§ PROBLEM: Look below for the lines from the one with "positive clicks: (199, 471) (137, 472)" to the one with "259L124 257L109 251L44", and copy exactly those lines, both ends included.

§ Records from a data collection:
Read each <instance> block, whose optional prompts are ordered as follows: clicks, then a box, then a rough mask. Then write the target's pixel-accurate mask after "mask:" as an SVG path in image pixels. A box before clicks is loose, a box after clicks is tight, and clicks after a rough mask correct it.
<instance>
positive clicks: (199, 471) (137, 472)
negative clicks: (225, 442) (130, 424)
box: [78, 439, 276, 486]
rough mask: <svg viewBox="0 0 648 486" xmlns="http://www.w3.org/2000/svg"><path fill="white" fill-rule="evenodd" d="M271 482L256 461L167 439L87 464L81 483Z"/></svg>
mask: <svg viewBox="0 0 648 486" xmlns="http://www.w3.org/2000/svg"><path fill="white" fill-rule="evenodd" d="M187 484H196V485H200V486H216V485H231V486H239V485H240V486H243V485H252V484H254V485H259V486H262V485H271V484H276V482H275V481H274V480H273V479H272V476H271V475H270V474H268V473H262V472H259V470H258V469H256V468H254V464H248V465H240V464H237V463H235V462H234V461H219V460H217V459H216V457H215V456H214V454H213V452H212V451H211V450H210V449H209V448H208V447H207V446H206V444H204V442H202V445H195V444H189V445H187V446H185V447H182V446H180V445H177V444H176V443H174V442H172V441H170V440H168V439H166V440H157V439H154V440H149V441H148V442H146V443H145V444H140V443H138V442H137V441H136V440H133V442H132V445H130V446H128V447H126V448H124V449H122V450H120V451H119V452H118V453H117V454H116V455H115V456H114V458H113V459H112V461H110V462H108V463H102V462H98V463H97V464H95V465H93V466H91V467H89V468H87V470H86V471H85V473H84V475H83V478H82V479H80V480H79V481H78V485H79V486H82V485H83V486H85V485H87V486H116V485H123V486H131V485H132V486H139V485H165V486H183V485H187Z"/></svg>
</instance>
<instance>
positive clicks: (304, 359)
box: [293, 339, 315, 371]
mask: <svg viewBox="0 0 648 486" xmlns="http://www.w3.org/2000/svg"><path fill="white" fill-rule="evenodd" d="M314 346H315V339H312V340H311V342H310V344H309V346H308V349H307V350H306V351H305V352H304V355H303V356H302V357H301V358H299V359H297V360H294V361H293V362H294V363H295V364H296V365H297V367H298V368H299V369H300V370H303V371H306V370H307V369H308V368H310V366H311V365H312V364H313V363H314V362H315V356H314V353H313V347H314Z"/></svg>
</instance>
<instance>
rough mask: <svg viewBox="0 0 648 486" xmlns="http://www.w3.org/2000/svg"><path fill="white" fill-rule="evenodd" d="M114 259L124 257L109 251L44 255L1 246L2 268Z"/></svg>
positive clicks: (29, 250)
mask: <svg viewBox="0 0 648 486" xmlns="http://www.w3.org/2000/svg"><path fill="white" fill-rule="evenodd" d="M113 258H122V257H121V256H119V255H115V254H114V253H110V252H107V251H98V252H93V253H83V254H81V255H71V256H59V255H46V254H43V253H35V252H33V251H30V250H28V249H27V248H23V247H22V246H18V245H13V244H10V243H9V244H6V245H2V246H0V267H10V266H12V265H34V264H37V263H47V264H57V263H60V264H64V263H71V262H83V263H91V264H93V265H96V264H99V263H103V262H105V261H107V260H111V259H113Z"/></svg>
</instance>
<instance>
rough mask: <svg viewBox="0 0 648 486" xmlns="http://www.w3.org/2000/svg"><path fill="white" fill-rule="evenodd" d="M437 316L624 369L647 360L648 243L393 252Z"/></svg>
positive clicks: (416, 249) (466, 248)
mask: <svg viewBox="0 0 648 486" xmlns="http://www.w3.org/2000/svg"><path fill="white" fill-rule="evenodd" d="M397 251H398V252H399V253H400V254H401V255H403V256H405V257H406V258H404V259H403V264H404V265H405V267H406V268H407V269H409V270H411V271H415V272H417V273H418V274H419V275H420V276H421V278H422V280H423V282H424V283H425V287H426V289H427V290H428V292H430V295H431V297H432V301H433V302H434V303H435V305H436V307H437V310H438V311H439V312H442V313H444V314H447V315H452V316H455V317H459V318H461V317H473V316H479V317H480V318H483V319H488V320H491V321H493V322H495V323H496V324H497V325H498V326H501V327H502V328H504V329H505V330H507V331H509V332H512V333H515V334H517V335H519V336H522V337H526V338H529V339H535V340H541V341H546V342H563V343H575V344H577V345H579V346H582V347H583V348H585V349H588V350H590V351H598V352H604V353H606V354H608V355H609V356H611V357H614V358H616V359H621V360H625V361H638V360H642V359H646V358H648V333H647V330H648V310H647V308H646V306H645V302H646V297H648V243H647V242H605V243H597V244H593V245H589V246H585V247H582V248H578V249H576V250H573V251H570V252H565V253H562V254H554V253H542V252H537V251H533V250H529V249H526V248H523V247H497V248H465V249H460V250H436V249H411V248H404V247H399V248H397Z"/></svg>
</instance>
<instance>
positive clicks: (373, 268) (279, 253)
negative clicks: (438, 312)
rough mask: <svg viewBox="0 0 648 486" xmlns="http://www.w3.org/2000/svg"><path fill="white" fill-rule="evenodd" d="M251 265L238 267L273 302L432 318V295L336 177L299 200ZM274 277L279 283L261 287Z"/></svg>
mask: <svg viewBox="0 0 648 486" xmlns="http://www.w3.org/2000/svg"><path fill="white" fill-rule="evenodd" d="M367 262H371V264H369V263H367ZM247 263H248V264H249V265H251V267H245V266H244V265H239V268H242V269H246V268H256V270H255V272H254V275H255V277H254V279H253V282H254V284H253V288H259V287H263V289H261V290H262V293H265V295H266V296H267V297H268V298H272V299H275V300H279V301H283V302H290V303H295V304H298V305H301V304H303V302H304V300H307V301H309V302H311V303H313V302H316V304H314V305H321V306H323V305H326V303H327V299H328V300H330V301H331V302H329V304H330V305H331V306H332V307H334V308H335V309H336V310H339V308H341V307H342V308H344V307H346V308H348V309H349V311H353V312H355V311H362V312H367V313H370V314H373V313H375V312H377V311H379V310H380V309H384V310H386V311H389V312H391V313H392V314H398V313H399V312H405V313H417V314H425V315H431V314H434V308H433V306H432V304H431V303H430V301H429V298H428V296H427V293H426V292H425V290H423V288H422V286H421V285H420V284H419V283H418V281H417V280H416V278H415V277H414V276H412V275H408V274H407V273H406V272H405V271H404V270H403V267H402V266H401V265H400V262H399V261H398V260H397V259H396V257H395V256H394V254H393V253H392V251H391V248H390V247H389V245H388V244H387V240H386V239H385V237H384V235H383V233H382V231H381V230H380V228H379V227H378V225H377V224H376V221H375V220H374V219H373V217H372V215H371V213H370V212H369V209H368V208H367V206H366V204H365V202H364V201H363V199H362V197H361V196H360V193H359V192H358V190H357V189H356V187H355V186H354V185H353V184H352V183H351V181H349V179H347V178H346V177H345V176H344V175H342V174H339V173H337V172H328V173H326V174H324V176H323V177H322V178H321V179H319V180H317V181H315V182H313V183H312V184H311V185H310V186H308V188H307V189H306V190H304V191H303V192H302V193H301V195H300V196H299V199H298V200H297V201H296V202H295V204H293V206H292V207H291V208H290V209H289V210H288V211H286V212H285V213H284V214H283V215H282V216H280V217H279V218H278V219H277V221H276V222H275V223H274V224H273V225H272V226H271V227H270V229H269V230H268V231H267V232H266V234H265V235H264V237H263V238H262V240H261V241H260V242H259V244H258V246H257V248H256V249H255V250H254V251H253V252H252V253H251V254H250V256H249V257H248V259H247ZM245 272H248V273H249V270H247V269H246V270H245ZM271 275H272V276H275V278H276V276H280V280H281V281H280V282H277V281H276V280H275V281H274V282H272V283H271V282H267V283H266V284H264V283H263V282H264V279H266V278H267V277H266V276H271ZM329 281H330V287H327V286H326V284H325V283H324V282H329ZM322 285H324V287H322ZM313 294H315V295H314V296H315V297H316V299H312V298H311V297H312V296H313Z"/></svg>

§ EXERCISE OUTPUT:
positive clicks: (199, 471) (137, 472)
negative clicks: (225, 442) (130, 424)
box: [78, 439, 276, 486]
rough mask: <svg viewBox="0 0 648 486" xmlns="http://www.w3.org/2000/svg"><path fill="white" fill-rule="evenodd" d="M271 482L256 461L167 439L87 464L81 483Z"/></svg>
mask: <svg viewBox="0 0 648 486" xmlns="http://www.w3.org/2000/svg"><path fill="white" fill-rule="evenodd" d="M187 484H196V485H200V486H216V485H231V486H239V485H240V486H243V485H252V484H254V485H259V486H262V485H271V484H276V482H275V481H274V480H273V479H272V476H271V475H270V474H268V473H262V472H259V470H258V469H256V468H254V464H248V465H240V464H237V463H235V462H234V461H219V460H217V459H216V457H215V456H214V454H213V452H212V451H211V450H210V449H209V448H208V447H207V446H206V444H204V442H202V445H195V444H189V445H187V446H185V447H182V446H180V445H177V444H176V443H174V442H172V441H170V440H168V439H166V440H157V439H154V440H149V441H148V442H146V443H145V444H140V443H138V442H137V441H136V440H133V442H132V445H130V446H128V447H126V448H124V449H122V450H120V451H119V452H118V453H117V454H116V455H115V456H114V458H113V459H112V461H110V462H108V463H102V462H98V463H97V464H95V465H93V466H91V467H89V468H87V470H86V471H85V473H84V475H83V478H82V479H80V480H79V481H78V485H79V486H82V485H83V486H85V485H87V486H116V485H123V486H131V485H132V486H139V485H165V486H183V485H187Z"/></svg>
</instance>
<instance>
positive clicks: (304, 359)
box: [293, 339, 315, 371]
mask: <svg viewBox="0 0 648 486" xmlns="http://www.w3.org/2000/svg"><path fill="white" fill-rule="evenodd" d="M314 346H315V339H312V340H311V342H310V344H309V346H308V349H307V350H306V351H305V352H304V355H303V356H302V357H301V358H299V359H297V360H294V361H293V362H294V363H295V364H296V365H297V367H298V368H299V369H300V370H303V371H306V370H307V369H308V368H310V366H311V365H312V364H313V363H314V362H315V356H314V353H313V347H314Z"/></svg>
</instance>
<instance>
rough mask: <svg viewBox="0 0 648 486" xmlns="http://www.w3.org/2000/svg"><path fill="white" fill-rule="evenodd" d="M114 259L124 257L109 251L44 255L1 246L2 268Z"/></svg>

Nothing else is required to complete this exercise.